+++ RECORDS FOR THE EXERCISE

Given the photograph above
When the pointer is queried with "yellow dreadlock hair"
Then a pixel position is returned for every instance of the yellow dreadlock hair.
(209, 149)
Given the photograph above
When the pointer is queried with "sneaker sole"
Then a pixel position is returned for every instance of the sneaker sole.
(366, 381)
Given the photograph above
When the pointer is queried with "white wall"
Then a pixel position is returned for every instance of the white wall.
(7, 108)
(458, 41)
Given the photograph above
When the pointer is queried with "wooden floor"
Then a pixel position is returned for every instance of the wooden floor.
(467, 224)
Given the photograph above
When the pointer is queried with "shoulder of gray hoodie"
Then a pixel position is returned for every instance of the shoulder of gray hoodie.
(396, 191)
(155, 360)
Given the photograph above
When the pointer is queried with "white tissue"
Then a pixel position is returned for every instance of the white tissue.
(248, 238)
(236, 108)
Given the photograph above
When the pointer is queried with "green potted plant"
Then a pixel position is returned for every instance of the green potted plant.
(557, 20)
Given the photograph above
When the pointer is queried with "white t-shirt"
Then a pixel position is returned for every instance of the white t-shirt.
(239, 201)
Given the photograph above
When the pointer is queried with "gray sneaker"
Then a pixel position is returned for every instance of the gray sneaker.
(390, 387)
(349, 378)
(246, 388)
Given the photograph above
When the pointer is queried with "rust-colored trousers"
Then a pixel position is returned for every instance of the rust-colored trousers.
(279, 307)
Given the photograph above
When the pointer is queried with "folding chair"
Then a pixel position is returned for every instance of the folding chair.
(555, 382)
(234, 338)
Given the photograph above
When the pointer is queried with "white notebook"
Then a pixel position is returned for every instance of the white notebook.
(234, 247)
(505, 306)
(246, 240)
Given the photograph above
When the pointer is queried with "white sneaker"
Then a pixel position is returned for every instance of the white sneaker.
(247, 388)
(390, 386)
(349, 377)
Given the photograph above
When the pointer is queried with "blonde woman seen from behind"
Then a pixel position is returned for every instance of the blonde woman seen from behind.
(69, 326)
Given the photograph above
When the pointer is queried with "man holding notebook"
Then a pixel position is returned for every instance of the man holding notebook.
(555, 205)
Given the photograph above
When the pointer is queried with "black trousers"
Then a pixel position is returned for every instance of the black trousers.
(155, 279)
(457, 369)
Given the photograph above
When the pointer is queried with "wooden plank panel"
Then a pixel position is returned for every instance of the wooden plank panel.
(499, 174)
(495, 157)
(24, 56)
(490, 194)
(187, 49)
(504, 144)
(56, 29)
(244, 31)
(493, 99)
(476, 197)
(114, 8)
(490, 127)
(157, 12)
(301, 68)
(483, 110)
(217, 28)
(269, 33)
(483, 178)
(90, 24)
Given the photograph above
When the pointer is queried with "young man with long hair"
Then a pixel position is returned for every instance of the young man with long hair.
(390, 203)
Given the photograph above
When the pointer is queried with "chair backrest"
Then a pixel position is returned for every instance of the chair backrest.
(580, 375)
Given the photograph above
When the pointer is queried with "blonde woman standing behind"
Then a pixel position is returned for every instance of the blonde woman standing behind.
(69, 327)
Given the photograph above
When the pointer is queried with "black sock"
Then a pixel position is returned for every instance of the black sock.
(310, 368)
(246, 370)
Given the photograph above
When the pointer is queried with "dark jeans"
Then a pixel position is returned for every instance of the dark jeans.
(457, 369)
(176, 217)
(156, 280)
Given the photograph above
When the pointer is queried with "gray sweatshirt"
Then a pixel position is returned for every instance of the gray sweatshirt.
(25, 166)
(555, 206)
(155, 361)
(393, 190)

++++++

__YOUR TASK__. Write out all the data again, exactly as it appears.

__COMPLETE ANSWER__.
Given the photograph above
When the pointer is queried with "yellow dreadlock hair"
Then a pixel position is returned for every instance of the yellow dreadlock hair.
(209, 149)
Given the photograph above
When the pointer is queried with "sneaker sole"
Then a pixel position is returned for every instance of the sneaker sole.
(366, 381)
Given the photograph above
When the pointer is queried with "white wall"
Then a pixel position is returned for every instance of the white wall.
(7, 108)
(458, 41)
Given the photograph above
When the pointer is queried with "wooden floor"
Then a pixel position is returned for every instance of the wooden floor.
(467, 224)
Given the photograph above
When the pointer is queried with "shoulder of gray hoodie"
Then a pixel position is returned for every instance of the shoulder of gray hoodie.
(396, 191)
(155, 360)
Given the photograph above
When the pointer is queried with "white tissue"
Then a pixel position is returned for every instance of the white tissue.
(248, 238)
(236, 108)
Given the photograph above
When the pointer is queried with "green potted plant"
Then a pixel position is returned for every instance of the green potted plant.
(557, 20)
Given the photograph above
When the pointer is queried with "white t-shirt"
Then a pixel position is returned for every instance of the white t-shirt.
(239, 201)
Given the photograph above
When the pointer is queried with "gray sneaker"
Then a pixel position is returned for every instance of the gray sneaker.
(390, 387)
(349, 378)
(246, 388)
Given the photograph above
When the pointer is queried with "rust-colored trousers"
Then a pixel position is returned for every instance of the rust-colored trousers.
(279, 307)
Given the photograph above
When the pointer is queried with "folding chair"
Then a pixel position is returned for every instance of the folding chair.
(555, 382)
(234, 338)
Given the photograph above
When the pointer is queried with "white notebook"
Then a pixel position is returned for every instance of the white notebook.
(234, 247)
(505, 306)
(246, 240)
Given the photograph above
When the pointer is queried with "white sneaker"
Then a pixel position is returned for every instance of the white sneaker.
(247, 388)
(390, 386)
(349, 377)
Given the photograph above
When the pointer is queried with "blonde woman seen from behind"
Then a pixel position is returned for every instance of the blonde woman seen from behind.
(69, 326)
Given the photograph above
When the pointer is queried with "man holding notebook"
Then a pixel position is returned for every instance of the man holding notebook.
(555, 205)
Given the photograph above
When the pointer is queried with "black trousers"
Then a pixel position is returned for every instance of the black trousers.
(155, 279)
(457, 369)
Given the photograph above
When the pointer is queried with "wooden plank panel"
Then a pixel position is returned for every instance of the wooden plank panel.
(499, 174)
(495, 157)
(24, 56)
(490, 194)
(187, 49)
(504, 144)
(56, 29)
(244, 31)
(493, 99)
(476, 197)
(114, 8)
(490, 127)
(157, 12)
(301, 68)
(483, 110)
(217, 28)
(269, 33)
(483, 178)
(90, 24)
Given the photograph above
When the pointer is queried with "young man with long hair"
Then a pixel position is returned for every instance of the young man with long hair.
(390, 203)
Given the photograph above
When the pointer is queried with "chair backrest"
Then a pixel position is returned for every instance of the chair backrest.
(580, 375)
Given the photograph above
When the pointer is queried with "blonde woman standing behind"
Then a pixel position is returned for every instance of the blonde woman standing behind.
(69, 327)
Given the photograph above
When the pointer is queried with "black sock"
Then a pixel position is returned for every instance of the black sock.
(310, 368)
(246, 370)
Given the photograph above
When the pointer is queried with "dark jeans"
Then a pixel position is returned for every instance of the dark jeans.
(457, 369)
(176, 217)
(156, 280)
Given the photograph above
When the pointer is queried with "gray sweatshirt"
Then a pixel position is returned for every instance of the gray sweatshirt.
(25, 166)
(555, 206)
(155, 361)
(393, 190)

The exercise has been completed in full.